> [DIRECTION]: Copy each line of the entries below that contains the word "propeller".

#####

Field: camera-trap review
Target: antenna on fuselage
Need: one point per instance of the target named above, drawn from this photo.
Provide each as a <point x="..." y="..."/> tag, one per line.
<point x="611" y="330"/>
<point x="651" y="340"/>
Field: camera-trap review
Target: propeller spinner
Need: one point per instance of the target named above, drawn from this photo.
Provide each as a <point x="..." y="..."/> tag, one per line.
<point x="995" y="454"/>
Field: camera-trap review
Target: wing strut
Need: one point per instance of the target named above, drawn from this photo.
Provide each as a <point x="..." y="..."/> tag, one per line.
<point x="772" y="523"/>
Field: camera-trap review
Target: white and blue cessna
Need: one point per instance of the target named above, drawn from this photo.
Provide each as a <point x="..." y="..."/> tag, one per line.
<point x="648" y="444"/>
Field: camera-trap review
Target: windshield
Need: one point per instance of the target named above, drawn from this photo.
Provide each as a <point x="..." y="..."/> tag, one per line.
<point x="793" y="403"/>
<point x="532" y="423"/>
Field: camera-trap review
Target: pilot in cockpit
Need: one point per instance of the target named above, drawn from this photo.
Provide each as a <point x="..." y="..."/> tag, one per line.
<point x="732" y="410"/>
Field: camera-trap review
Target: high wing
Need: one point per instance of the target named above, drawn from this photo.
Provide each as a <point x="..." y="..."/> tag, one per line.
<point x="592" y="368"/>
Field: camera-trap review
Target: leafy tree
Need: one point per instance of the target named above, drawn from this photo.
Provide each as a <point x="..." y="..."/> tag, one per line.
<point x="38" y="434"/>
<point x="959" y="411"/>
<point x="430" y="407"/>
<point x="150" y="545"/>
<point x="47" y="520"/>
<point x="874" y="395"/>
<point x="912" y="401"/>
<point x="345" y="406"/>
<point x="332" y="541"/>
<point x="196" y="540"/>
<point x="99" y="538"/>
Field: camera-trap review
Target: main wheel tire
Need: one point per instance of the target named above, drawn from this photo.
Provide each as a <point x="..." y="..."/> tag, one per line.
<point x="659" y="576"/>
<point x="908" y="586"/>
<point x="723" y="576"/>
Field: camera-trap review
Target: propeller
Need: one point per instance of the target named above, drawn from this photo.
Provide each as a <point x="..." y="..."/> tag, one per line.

#####

> [EXPECTED OUTPUT]:
Target: propeller spinner
Target: propeller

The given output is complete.